FUSILLI focuses on achieving an integrated and safe holistic transition towards healthy, sustainable, secure, inclusive and cost-efficient food systems. Here, the 12 project cities are in the core of the project activities and the aim is to figure out how cities can drive towards sustainable food systems. One important part of the path towards sustainable food systems is the development of new food production methods. Thus, the focus is not so much on large scale food producers, but closer to cities and citizens.

In the Tampere Living Lab, the focus on food production has been on low-technology urban gardening for citizens, such as the raised-bed cultivation methods, as well as improving soil quality through composting methods. From the city of Tampere perspective, we have focused heavily on food produced by the citizens and done a lot of actions to improve possibilities for food production in city-owned gardening plots used for recreational gardening. Less focus has been put on more technology driven, commercially viable food production methods. There are, however, a myriad of possibilities for technological solutions suitable for urban smaller places, among them the aquaponics method. In this blog post I will try to dig in deeper to the wonderful world of aquaponics.


Aquaponic farming

Aquaponic farming combines the production of aquatic animals, such as fish or crabs, and plants in a closed cycle. The pump in the system transports the water in the aquarium through the biofilter to the plants, which utilize the excrement of the fish. The water cleaned of nutrients is transferred back to be used by the fish. In aquaponic cultivation, the advantages of both organic farming, aquaculture and farming are realized. The advantages of the system are nutrient cycling in accordance with circular economy, no waste, water efficiency and the health and safety of farm animals, i.e. the fish.

> [Records shown]:
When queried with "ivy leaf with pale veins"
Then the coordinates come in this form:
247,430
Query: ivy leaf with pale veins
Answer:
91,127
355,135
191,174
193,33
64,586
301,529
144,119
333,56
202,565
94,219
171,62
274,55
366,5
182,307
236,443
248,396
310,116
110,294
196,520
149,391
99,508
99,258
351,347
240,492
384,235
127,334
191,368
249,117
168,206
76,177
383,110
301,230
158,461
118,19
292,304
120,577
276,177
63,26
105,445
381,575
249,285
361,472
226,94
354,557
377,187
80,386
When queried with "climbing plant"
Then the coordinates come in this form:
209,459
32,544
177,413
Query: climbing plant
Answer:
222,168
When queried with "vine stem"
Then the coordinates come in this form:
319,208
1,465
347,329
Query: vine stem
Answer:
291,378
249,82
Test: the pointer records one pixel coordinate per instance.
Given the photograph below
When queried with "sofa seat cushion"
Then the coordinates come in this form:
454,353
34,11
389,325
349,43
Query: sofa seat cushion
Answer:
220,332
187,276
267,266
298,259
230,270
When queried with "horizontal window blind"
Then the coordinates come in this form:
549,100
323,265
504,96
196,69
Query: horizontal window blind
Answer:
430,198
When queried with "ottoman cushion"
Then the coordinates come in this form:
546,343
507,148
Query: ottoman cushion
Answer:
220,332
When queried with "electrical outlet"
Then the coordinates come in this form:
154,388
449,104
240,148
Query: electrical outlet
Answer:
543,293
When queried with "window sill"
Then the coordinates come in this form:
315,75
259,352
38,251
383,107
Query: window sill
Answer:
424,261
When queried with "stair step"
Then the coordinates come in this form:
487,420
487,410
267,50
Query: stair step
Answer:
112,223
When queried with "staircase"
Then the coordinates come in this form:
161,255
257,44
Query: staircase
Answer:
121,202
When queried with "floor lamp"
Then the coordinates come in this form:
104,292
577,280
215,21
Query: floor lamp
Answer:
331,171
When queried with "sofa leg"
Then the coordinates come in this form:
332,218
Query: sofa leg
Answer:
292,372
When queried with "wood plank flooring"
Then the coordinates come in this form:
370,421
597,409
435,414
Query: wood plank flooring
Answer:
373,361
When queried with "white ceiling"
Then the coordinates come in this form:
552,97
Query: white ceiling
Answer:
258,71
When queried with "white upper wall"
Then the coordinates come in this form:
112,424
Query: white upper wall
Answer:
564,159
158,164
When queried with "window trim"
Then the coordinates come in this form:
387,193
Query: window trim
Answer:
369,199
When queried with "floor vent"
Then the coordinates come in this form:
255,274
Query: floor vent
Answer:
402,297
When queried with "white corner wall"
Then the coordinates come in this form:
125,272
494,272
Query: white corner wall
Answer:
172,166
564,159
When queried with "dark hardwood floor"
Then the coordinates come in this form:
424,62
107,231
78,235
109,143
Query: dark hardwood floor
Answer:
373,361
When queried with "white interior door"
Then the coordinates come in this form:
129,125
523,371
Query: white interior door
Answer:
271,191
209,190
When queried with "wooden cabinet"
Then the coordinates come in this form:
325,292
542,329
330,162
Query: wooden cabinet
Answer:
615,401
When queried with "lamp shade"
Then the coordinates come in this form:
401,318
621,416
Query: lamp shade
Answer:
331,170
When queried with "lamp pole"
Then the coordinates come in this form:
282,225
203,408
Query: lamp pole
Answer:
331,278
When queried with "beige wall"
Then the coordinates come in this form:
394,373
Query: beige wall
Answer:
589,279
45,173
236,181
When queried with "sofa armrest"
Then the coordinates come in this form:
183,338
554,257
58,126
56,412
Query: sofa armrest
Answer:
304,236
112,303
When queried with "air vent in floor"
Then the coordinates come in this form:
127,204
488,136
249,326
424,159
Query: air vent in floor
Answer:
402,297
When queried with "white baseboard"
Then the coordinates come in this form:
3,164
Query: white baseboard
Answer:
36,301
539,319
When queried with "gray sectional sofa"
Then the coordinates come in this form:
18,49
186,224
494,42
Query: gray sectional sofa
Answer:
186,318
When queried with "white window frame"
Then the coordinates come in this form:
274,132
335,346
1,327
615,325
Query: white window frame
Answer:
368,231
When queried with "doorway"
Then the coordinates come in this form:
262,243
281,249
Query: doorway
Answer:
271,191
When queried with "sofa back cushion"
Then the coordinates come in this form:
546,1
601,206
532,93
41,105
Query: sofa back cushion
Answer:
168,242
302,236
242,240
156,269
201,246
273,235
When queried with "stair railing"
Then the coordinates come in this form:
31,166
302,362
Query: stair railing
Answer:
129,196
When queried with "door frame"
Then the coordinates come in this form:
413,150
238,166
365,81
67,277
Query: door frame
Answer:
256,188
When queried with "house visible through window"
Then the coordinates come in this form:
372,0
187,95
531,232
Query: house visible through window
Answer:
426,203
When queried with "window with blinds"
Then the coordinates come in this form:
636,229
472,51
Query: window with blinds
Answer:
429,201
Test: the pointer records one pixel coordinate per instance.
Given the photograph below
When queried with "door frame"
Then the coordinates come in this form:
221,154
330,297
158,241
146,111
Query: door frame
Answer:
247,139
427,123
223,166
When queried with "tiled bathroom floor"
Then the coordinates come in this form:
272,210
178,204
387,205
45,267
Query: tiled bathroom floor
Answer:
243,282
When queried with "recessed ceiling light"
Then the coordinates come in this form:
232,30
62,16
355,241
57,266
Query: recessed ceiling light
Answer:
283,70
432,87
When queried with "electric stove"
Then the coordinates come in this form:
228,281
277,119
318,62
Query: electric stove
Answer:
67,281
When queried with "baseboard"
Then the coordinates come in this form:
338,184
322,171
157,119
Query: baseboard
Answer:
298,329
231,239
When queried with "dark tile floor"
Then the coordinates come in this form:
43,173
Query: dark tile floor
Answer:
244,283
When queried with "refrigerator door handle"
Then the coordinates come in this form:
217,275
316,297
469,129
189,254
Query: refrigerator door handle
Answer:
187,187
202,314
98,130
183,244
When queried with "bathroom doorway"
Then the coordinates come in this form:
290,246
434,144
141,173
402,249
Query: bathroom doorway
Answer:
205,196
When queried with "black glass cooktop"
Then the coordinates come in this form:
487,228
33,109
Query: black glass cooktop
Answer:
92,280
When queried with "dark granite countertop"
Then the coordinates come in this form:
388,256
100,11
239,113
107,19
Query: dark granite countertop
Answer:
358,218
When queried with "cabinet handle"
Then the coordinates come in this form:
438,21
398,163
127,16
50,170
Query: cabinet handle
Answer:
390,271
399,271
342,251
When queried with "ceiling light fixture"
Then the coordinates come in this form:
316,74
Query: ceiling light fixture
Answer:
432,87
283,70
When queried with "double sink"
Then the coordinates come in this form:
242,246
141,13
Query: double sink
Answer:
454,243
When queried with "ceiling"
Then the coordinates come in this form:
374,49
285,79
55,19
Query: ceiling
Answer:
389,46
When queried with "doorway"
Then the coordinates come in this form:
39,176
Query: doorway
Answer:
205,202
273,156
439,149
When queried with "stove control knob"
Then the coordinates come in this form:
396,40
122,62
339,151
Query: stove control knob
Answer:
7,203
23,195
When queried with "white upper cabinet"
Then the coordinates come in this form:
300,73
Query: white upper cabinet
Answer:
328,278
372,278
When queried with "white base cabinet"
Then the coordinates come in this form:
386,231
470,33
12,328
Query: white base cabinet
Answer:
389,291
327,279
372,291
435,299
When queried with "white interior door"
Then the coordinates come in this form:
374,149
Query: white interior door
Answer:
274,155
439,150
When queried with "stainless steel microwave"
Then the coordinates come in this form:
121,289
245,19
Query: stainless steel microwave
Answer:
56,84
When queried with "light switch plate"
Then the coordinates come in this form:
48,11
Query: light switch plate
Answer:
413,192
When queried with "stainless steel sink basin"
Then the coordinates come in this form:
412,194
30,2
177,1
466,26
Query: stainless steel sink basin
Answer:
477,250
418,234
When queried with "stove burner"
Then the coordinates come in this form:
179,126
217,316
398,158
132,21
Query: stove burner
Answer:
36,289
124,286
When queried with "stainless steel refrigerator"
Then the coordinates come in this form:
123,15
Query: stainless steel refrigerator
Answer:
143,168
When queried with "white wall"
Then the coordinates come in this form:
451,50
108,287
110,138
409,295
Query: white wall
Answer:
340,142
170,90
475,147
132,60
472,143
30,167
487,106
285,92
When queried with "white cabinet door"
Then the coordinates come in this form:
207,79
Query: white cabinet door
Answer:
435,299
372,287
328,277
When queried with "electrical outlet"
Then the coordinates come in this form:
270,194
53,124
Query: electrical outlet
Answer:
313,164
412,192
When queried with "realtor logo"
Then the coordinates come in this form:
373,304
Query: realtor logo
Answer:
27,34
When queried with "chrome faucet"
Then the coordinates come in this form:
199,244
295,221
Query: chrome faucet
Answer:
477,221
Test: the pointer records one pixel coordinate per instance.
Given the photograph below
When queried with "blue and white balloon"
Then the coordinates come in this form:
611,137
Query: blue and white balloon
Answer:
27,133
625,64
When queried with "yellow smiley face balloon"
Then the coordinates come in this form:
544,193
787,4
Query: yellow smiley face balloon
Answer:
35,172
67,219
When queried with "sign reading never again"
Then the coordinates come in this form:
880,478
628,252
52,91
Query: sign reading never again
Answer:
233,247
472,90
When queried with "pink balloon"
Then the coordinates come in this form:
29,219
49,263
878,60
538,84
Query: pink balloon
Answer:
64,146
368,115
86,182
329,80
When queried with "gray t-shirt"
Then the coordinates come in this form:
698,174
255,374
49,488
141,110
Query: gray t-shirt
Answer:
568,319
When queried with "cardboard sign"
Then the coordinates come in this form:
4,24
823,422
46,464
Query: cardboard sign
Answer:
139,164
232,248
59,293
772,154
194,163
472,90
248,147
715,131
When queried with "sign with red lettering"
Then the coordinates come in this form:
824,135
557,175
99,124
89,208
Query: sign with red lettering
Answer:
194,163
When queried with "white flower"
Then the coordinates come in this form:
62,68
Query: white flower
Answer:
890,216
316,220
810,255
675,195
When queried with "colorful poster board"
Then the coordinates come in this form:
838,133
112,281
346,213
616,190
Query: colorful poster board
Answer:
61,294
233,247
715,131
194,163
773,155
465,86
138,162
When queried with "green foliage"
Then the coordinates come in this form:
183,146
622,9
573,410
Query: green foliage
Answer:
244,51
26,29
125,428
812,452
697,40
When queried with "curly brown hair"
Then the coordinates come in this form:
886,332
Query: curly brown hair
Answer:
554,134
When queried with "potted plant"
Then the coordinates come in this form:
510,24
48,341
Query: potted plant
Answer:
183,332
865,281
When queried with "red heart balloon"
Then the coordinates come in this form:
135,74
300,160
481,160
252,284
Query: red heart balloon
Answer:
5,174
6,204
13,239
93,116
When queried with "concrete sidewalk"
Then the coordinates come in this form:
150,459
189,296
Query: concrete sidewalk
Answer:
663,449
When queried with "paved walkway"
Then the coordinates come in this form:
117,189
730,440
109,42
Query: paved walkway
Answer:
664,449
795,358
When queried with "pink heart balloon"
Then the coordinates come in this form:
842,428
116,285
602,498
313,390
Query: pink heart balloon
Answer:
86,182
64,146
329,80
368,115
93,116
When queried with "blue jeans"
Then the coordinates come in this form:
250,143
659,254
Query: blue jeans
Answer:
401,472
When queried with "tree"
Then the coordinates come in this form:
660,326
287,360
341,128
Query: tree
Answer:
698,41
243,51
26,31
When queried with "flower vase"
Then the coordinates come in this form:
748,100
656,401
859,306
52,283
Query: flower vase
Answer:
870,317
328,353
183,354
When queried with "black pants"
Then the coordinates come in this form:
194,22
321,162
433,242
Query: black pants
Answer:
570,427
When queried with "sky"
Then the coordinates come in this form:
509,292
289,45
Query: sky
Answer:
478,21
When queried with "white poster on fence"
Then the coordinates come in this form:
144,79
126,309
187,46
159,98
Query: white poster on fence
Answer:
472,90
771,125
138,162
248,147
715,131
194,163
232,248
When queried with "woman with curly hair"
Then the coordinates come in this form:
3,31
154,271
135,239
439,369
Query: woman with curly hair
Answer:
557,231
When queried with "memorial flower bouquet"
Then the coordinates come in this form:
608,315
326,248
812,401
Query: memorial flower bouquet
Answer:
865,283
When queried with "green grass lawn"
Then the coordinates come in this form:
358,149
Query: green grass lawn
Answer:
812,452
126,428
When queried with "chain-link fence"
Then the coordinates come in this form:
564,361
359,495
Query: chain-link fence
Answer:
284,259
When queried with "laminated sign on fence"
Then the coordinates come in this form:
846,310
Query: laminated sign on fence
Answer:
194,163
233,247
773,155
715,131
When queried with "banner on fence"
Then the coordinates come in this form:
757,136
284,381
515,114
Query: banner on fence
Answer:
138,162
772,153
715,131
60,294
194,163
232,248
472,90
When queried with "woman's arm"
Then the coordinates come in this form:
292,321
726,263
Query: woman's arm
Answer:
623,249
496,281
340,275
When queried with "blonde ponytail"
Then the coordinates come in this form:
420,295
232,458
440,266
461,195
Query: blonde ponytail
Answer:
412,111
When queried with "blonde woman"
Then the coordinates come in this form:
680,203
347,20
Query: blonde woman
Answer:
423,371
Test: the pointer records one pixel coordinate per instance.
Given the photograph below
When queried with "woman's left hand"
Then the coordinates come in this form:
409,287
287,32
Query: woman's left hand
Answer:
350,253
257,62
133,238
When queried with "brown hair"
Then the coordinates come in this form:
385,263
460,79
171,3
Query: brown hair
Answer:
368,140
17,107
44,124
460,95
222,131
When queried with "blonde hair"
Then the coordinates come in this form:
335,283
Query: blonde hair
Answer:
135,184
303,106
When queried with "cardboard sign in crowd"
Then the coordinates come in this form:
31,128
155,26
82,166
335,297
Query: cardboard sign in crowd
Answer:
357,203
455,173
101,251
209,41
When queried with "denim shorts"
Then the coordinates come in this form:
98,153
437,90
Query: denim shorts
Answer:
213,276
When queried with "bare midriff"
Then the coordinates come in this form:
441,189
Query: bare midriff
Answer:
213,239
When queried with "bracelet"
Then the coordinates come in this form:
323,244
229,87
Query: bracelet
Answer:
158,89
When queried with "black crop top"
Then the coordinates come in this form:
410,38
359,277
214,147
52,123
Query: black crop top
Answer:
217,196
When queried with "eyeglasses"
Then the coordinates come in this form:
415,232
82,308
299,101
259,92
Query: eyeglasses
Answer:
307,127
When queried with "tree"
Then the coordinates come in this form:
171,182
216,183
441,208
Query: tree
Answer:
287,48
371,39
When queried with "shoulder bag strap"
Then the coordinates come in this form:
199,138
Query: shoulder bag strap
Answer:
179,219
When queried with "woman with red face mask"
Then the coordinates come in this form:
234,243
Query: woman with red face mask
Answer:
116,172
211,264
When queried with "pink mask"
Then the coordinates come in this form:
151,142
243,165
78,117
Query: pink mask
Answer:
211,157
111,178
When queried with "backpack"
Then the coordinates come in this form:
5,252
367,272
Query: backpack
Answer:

> [Complete the following]:
[A] Repeat the part of the aquaponics blog post from "Aquaponic farming combines" to "i.e. the fish.".
[B] Answer these questions using the aquaponics blog post:
(i) How many project cities does FUSILLI have?
(ii) What cultivation method is named as an example of low-technology urban gardening in the Tampere Living Lab?
(iii) In aquaponic farming, what moves the water from the aquarium through the biofilter to the plants?
[C] Carry the aquaponics blog post on from where it stops.
The data above is separate from the aquaponics blog post.

> [Answers in order]:
[A]
Aquaponic farming combines the production of aquatic animals, such as fish or crabs, and plants in a closed cycle. The pump in the system transports the water in the aquarium through the biofilter to the plants, which utilize the excrement of the fish. The water cleaned of nutrients is transferred back to be used by the fish. In aquaponic cultivation, the advantages of both organic farming, aquaculture and farming are realized. The advantages of the system are nutrient cycling in accordance with circular economy, no waste, water efficiency and the health and safety of farm animals, i.e. the fish.

[B]
(i) 12
(ii) The raised-bed cultivation method
(iii) The pump

[C]
Picture: Process description of the aquaponic growing system report of the KIEPPI project: URBAN AQUAPONICS FARMING, Case Hiedanranta. (Timo Loiva, Sanna Teinilä, Marikki Väisänen 2021)

In Finland, aquaponics has been mainly tested on the pilot level in different projects, even though there are a few operators offering small scale aquaponics systems to the markets. There are very few examples of large-scale aquaponics systems in Finland and the ones tested have not been economically viable thus far. There are, however a few studies that show the benefits of combining aquatic animal and food production. The idea is, that food production can be done closer to the consumer thus reducing the environmental effect of food production by eliminating transport and the need of added nutrients. It is also a very interesting hobby, in which you can dedicate as many hours as you have. It is also an interesting way to produce your own vegetables and protein close to home and it might even be a nice idea to produce food together e.g. for a group of people living in the same block of flats. This kind of food production would also enable the implementation of a new kind of neighbourhood food production. Besides the obvious environmental benefits, it offers fresh food for the producer year around, which especially in Finland is a bonus because of the long winters, when nothing grows in the fields. It could also be a source of additional income, if the crop could be sold to restaurants of shops nearby (which, in Finland would require an environmental permit after 2000 kg of fish a year).


Building an aquaponic system

For the actual implementation of the system, one can put as much effort and money as one has. There are many different types of technological solutions. If you are handy enough, it is quite possible to build the system yourself, but there are also ready-made systems in the markets available. What you need to start besides the actual system (so pumps, filters, tanks and seedbeds), are

  • baby fish (or crabs or even mussels),
  • plant seedlings of your choice (lettuce is quite traditional, but any plant suitable for aquaculture will do)
  • and fish food.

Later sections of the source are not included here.